**Provided entries**
# # # # # # #
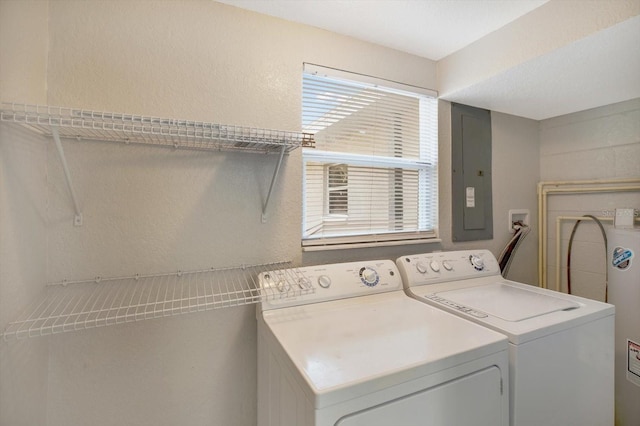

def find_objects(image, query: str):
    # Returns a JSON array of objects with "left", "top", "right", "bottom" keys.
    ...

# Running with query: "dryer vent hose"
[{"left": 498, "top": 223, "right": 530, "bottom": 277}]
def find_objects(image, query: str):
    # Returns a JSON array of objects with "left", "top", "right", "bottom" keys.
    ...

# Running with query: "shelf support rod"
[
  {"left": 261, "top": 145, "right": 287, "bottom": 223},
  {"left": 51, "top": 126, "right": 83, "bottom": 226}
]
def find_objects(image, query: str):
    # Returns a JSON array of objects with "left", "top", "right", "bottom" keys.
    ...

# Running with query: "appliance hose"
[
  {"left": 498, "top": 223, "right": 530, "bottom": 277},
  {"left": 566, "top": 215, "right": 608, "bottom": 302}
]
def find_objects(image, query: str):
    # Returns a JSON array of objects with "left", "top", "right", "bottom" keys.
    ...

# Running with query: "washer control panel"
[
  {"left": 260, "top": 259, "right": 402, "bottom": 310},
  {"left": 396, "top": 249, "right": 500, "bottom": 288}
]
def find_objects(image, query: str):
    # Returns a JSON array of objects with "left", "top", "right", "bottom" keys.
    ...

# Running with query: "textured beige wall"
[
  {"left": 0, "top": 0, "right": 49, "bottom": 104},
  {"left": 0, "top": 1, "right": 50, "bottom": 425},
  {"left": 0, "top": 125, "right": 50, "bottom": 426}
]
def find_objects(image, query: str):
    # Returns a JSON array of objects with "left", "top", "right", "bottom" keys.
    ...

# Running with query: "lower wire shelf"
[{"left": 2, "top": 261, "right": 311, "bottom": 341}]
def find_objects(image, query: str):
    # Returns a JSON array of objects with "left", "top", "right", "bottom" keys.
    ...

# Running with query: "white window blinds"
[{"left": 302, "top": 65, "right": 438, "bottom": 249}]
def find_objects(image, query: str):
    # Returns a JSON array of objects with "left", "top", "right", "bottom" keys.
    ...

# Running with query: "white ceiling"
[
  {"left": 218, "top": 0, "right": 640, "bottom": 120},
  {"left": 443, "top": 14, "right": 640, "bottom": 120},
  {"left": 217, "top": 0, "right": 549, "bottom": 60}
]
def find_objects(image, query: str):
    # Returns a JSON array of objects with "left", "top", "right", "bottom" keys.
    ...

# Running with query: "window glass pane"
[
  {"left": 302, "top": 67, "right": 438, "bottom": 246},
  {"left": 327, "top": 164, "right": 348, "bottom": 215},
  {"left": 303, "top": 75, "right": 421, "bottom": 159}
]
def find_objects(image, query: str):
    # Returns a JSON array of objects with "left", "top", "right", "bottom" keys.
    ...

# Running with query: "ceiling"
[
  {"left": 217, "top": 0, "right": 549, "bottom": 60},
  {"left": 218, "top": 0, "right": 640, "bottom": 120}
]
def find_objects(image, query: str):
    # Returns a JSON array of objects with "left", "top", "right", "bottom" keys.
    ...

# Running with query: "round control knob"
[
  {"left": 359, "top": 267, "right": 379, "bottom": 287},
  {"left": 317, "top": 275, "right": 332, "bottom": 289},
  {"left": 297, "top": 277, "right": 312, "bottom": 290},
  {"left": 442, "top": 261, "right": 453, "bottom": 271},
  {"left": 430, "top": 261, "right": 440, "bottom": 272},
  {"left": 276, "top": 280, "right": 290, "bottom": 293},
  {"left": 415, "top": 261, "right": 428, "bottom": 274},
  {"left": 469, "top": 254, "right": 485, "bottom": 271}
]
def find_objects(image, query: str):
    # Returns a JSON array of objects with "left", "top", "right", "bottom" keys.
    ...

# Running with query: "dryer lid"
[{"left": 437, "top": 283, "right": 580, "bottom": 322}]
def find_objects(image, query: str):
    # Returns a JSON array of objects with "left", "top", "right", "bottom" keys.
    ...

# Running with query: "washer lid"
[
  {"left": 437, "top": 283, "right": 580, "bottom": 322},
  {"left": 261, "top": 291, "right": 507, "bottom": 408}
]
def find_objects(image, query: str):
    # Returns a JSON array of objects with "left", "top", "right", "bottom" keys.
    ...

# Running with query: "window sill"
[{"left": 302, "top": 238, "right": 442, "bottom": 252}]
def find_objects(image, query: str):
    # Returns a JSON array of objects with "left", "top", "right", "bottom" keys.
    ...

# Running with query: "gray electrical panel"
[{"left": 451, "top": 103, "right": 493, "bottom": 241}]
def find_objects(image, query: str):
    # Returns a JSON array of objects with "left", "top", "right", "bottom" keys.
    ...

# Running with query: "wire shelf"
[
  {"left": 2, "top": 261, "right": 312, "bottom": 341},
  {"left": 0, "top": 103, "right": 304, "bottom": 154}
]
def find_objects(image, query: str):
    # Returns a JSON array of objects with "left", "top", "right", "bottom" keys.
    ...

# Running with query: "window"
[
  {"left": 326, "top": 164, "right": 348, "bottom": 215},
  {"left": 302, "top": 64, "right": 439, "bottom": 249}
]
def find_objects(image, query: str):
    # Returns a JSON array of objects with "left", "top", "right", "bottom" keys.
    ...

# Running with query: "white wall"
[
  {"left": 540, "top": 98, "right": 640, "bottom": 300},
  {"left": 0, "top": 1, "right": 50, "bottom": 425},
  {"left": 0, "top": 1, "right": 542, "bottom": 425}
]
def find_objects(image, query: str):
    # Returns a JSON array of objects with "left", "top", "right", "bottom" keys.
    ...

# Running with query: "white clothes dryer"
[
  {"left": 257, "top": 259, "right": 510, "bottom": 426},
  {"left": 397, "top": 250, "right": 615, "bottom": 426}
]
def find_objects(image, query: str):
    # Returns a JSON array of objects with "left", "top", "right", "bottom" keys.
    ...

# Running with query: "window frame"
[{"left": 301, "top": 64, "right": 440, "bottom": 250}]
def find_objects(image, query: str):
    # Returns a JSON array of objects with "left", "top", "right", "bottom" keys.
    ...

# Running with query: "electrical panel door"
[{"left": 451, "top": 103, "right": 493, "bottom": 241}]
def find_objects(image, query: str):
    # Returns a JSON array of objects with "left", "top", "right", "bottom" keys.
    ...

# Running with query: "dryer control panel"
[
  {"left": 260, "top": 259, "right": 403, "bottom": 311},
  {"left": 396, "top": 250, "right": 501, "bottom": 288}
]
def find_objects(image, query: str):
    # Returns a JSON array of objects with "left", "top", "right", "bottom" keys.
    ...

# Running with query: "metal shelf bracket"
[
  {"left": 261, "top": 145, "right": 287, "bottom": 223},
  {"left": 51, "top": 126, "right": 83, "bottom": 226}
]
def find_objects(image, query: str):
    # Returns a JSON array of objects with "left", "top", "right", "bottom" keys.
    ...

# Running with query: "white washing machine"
# # # # # # #
Drop the pictures, then write out everything else in the records exactly.

def find_objects(image, query: str):
    # Returns a JSON array of objects with "left", "top", "right", "bottom" keys.
    ...

# Running with query: "dryer vent hose"
[{"left": 498, "top": 223, "right": 530, "bottom": 277}]
def find_objects(image, query: str):
    # Returns a JSON array of objects with "left", "top", "right", "bottom" keys.
    ...

# Running with query: "shelf support rod"
[
  {"left": 261, "top": 145, "right": 287, "bottom": 223},
  {"left": 51, "top": 126, "right": 83, "bottom": 226}
]
def find_objects(image, query: str):
    # Returns a JSON array of objects with "left", "top", "right", "bottom" keys.
    ...

# Running with query: "appliance hose"
[
  {"left": 498, "top": 223, "right": 530, "bottom": 277},
  {"left": 566, "top": 215, "right": 608, "bottom": 302}
]
def find_objects(image, query: str):
    # Returns a JSON array of objects with "left", "top", "right", "bottom" keys.
    ...

# Running with query: "washer control panel"
[
  {"left": 260, "top": 259, "right": 402, "bottom": 310},
  {"left": 396, "top": 249, "right": 500, "bottom": 288}
]
def find_objects(image, query: str):
    # Returns a JSON array of objects with "left", "top", "right", "bottom" keys.
    ...

# Running with query: "textured beige wall"
[
  {"left": 0, "top": 0, "right": 49, "bottom": 104},
  {"left": 0, "top": 1, "right": 50, "bottom": 425},
  {"left": 0, "top": 125, "right": 50, "bottom": 426}
]
def find_objects(image, query: str):
    # Returns a JSON array of objects with "left", "top", "right", "bottom" keys.
    ...

# Running with query: "lower wire shelf"
[{"left": 2, "top": 261, "right": 311, "bottom": 341}]
def find_objects(image, query: str):
    # Returns a JSON array of objects with "left", "top", "right", "bottom" keys.
    ...

# Running with query: "white window blinds"
[{"left": 302, "top": 65, "right": 438, "bottom": 249}]
def find_objects(image, query: str):
    # Returns a JSON array of objects with "left", "top", "right", "bottom" keys.
    ...

# Running with query: "white ceiling"
[
  {"left": 218, "top": 0, "right": 640, "bottom": 120},
  {"left": 443, "top": 14, "right": 640, "bottom": 120},
  {"left": 217, "top": 0, "right": 549, "bottom": 60}
]
def find_objects(image, query: str):
    # Returns a JSON array of objects with "left", "top", "right", "bottom" keys.
    ...

# Running with query: "window glass pane"
[
  {"left": 302, "top": 67, "right": 438, "bottom": 246},
  {"left": 327, "top": 164, "right": 348, "bottom": 215},
  {"left": 303, "top": 75, "right": 421, "bottom": 159}
]
def find_objects(image, query: str):
    # Returns a JSON array of objects with "left", "top", "right", "bottom" keys.
    ...

# Running with query: "ceiling"
[
  {"left": 217, "top": 0, "right": 549, "bottom": 60},
  {"left": 218, "top": 0, "right": 640, "bottom": 120}
]
def find_objects(image, query: str):
    # Returns a JSON array of objects with "left", "top", "right", "bottom" keys.
    ...

# Running with query: "round control knob"
[
  {"left": 359, "top": 267, "right": 379, "bottom": 287},
  {"left": 317, "top": 275, "right": 332, "bottom": 289},
  {"left": 297, "top": 277, "right": 312, "bottom": 290},
  {"left": 442, "top": 261, "right": 453, "bottom": 271},
  {"left": 430, "top": 261, "right": 440, "bottom": 272},
  {"left": 276, "top": 280, "right": 290, "bottom": 293},
  {"left": 415, "top": 261, "right": 428, "bottom": 274},
  {"left": 469, "top": 254, "right": 485, "bottom": 271}
]
def find_objects(image, query: str):
    # Returns a JSON array of objects with "left", "top", "right", "bottom" keys.
    ...

# Running with query: "dryer lid"
[{"left": 437, "top": 283, "right": 580, "bottom": 322}]
def find_objects(image, query: str):
    # Returns a JSON array of objects with "left", "top", "right", "bottom" keys.
    ...

# Running with query: "washer lid"
[
  {"left": 437, "top": 283, "right": 580, "bottom": 322},
  {"left": 261, "top": 291, "right": 507, "bottom": 408}
]
def find_objects(image, query: str):
    # Returns a JSON array of objects with "left", "top", "right", "bottom" keys.
    ...

# Running with query: "window sill"
[{"left": 302, "top": 238, "right": 442, "bottom": 252}]
def find_objects(image, query: str):
    # Returns a JSON array of objects with "left", "top", "right", "bottom" keys.
    ...

# Running with query: "gray electrical panel"
[{"left": 451, "top": 103, "right": 493, "bottom": 241}]
def find_objects(image, query: str):
    # Returns a JSON array of objects with "left", "top", "right", "bottom" keys.
    ...

# Running with query: "wire shelf"
[
  {"left": 2, "top": 261, "right": 312, "bottom": 341},
  {"left": 0, "top": 103, "right": 304, "bottom": 154}
]
def find_objects(image, query: str):
    # Returns a JSON array of objects with "left", "top", "right", "bottom" keys.
    ...

# Running with query: "window"
[
  {"left": 326, "top": 164, "right": 348, "bottom": 215},
  {"left": 302, "top": 64, "right": 439, "bottom": 249}
]
def find_objects(image, query: str):
    # Returns a JSON array of objects with "left", "top", "right", "bottom" keys.
    ...

# Running with query: "white wall"
[
  {"left": 540, "top": 98, "right": 640, "bottom": 300},
  {"left": 0, "top": 1, "right": 50, "bottom": 425},
  {"left": 0, "top": 1, "right": 542, "bottom": 425}
]
def find_objects(image, query: str):
    # Returns a JSON array of objects with "left", "top", "right", "bottom" keys.
    ...

# Running with query: "white clothes dryer"
[
  {"left": 257, "top": 259, "right": 510, "bottom": 426},
  {"left": 397, "top": 250, "right": 615, "bottom": 426}
]
def find_objects(image, query: str):
    # Returns a JSON array of objects with "left", "top", "right", "bottom" keys.
    ...

# Running with query: "window frame"
[{"left": 301, "top": 64, "right": 440, "bottom": 250}]
def find_objects(image, query: str):
    # Returns a JSON array of objects with "left", "top", "right", "bottom" keys.
    ...

# Running with query: "electrical panel door"
[{"left": 451, "top": 103, "right": 493, "bottom": 241}]
def find_objects(image, query: str):
    # Returns a JSON array of objects with "left", "top", "right", "bottom" keys.
    ...

# Running with query: "dryer control panel"
[
  {"left": 260, "top": 259, "right": 403, "bottom": 311},
  {"left": 396, "top": 250, "right": 501, "bottom": 288}
]
def find_objects(image, query: str):
    # Returns a JSON array of objects with "left", "top", "right", "bottom" keys.
    ...

# Running with query: "metal shelf bracket"
[
  {"left": 261, "top": 145, "right": 287, "bottom": 223},
  {"left": 51, "top": 126, "right": 83, "bottom": 226}
]
def find_objects(image, query: str):
    # Returns a JSON array of objects with "left", "top", "right", "bottom" keys.
    ...

# Running with query: "white washing machine"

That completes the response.